Segment Start: Source material

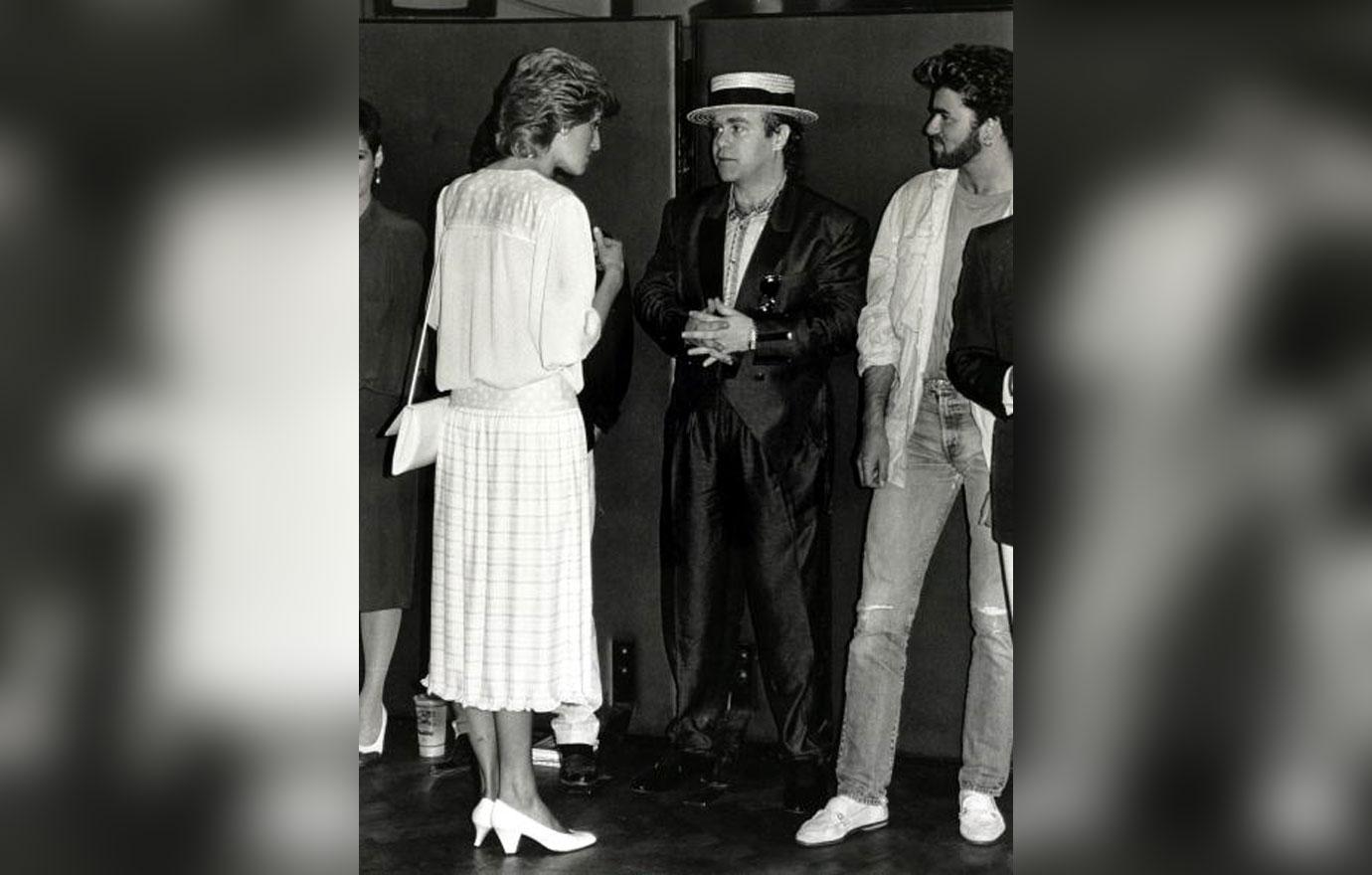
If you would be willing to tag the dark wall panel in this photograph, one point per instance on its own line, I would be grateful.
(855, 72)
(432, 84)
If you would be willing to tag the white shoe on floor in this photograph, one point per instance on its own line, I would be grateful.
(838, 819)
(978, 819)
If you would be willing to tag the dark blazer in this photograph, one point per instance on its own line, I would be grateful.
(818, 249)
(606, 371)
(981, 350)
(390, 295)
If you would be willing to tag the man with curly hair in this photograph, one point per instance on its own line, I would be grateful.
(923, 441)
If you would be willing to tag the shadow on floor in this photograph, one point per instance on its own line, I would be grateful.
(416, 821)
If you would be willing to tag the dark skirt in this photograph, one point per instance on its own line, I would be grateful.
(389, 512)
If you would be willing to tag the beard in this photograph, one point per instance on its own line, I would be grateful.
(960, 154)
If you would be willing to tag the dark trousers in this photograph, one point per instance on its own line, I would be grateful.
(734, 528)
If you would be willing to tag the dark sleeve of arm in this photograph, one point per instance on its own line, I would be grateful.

Segment End: Source material

▸ **Required action**
Reproduce every entry above exactly, and omit the pictures.

▸ **Answer area**
If you would be willing to tag the dark wall panel in this photograph, one point per instance on its own line, I would be grateful.
(855, 72)
(432, 84)
If you would be willing to tag the white shoe on floor in this photograph, one point per instance on its own line, I would be grateful.
(838, 819)
(978, 819)
If you would be willing to tag the dark blazer in this photograph, one point per instance on its own line, I would be grateful.
(818, 249)
(606, 371)
(981, 350)
(390, 295)
If you would be willing to tag the man with curly hair in this photograph, one point per instance on its own line, I would be grateful.
(923, 441)
If you would be willing to tag the shadow on floor in this photograph, one point per instance on its own line, I would be grateful.
(416, 821)
If you would be willing to tag the dark skirt in this photograph, one point per instance on its own line, I would be grateful.
(389, 512)
If you would be willing to tag the beard in this photograph, one point per instance on its own line, I would be grateful.
(960, 154)
If you would be willing to tag the dark trousers in this photograph, one point per instance on its own line, I would be grateful.
(734, 528)
If you would be willing to tag the dark sleeve of arm in this photograph, one point per instance on its own line, I would be grateful.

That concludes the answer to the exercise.